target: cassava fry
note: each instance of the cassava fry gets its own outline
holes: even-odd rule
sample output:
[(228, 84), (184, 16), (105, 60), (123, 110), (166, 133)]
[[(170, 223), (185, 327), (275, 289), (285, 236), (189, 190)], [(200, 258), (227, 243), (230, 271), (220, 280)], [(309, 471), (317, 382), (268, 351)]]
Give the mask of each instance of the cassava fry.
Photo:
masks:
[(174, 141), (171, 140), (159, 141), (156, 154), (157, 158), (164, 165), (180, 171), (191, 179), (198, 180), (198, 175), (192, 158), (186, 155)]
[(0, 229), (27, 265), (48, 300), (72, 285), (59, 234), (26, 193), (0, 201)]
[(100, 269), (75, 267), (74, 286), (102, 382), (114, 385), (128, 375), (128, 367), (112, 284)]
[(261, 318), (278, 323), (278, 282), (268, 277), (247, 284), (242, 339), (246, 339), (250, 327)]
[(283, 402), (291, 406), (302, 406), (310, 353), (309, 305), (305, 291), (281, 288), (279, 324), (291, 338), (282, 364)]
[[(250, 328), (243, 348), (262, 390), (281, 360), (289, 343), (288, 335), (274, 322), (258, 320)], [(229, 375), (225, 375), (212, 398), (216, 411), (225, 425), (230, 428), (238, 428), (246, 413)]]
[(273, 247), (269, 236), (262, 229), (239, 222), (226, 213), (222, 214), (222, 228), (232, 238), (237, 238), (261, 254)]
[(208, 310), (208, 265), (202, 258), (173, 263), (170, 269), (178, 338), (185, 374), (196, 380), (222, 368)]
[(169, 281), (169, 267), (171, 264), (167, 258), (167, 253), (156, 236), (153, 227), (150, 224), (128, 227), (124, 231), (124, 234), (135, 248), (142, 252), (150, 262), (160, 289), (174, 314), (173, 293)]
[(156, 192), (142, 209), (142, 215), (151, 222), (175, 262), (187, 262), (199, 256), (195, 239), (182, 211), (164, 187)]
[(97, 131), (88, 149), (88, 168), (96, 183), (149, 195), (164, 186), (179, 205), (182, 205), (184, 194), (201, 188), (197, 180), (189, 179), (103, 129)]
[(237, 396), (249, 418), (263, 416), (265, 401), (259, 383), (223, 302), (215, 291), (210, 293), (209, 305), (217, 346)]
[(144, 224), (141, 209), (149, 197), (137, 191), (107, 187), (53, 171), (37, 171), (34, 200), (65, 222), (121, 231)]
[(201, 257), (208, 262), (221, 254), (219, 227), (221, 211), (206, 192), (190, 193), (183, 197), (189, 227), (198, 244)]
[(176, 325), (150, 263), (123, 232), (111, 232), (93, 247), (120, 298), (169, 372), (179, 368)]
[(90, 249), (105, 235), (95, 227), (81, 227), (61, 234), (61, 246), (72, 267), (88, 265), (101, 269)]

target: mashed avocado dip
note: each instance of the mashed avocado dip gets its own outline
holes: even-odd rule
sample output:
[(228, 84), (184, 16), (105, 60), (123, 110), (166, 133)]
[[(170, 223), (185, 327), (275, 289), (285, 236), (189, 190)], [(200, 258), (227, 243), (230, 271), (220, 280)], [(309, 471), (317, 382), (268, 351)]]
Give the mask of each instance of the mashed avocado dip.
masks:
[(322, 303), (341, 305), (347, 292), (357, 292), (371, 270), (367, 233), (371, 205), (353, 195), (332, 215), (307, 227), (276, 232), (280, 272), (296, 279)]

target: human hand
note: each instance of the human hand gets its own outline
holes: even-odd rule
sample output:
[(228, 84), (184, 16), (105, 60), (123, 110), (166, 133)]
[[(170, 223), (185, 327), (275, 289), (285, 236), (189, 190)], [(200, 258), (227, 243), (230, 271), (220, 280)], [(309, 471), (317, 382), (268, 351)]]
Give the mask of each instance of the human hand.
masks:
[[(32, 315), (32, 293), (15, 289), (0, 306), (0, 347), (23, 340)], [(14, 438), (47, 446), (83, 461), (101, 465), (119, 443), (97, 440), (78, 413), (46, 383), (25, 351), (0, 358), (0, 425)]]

Exercise goal: Reproduce the records verbatim, beginning at their first line and stopping after the line that contains "380), (222, 368)]".

Output of the task:
target: cassava fry
note: each instance of the cassava fry gets its own outline
holes: even-odd rule
sample output:
[(228, 84), (184, 16), (105, 60), (123, 110), (166, 133)]
[[(170, 223), (185, 327), (275, 289), (285, 236), (189, 190)], [(200, 258), (227, 243), (230, 271), (220, 280)], [(309, 471), (317, 382), (268, 351)]]
Give the mask of each instance of the cassava fry.
Photo:
masks:
[(174, 141), (171, 140), (159, 141), (156, 154), (157, 158), (164, 165), (180, 171), (191, 179), (198, 180), (198, 175), (192, 158), (186, 155)]
[(0, 229), (27, 265), (48, 300), (72, 285), (59, 234), (26, 193), (0, 201)]
[(100, 269), (75, 267), (74, 286), (102, 382), (114, 385), (128, 375), (128, 367), (112, 284)]
[(261, 318), (278, 323), (278, 282), (268, 277), (247, 284), (242, 339), (246, 339), (250, 327)]
[(283, 402), (291, 406), (302, 406), (310, 353), (309, 305), (305, 291), (281, 288), (279, 324), (291, 338), (282, 364)]
[[(250, 328), (243, 348), (262, 390), (281, 360), (289, 343), (288, 335), (274, 322), (258, 320)], [(229, 375), (225, 375), (212, 398), (216, 411), (225, 425), (230, 428), (238, 428), (246, 413)]]
[(273, 247), (269, 236), (262, 229), (239, 222), (226, 213), (222, 214), (222, 228), (232, 238), (237, 238), (261, 254)]
[(208, 310), (208, 265), (202, 258), (173, 263), (170, 269), (178, 338), (185, 374), (196, 380), (222, 368)]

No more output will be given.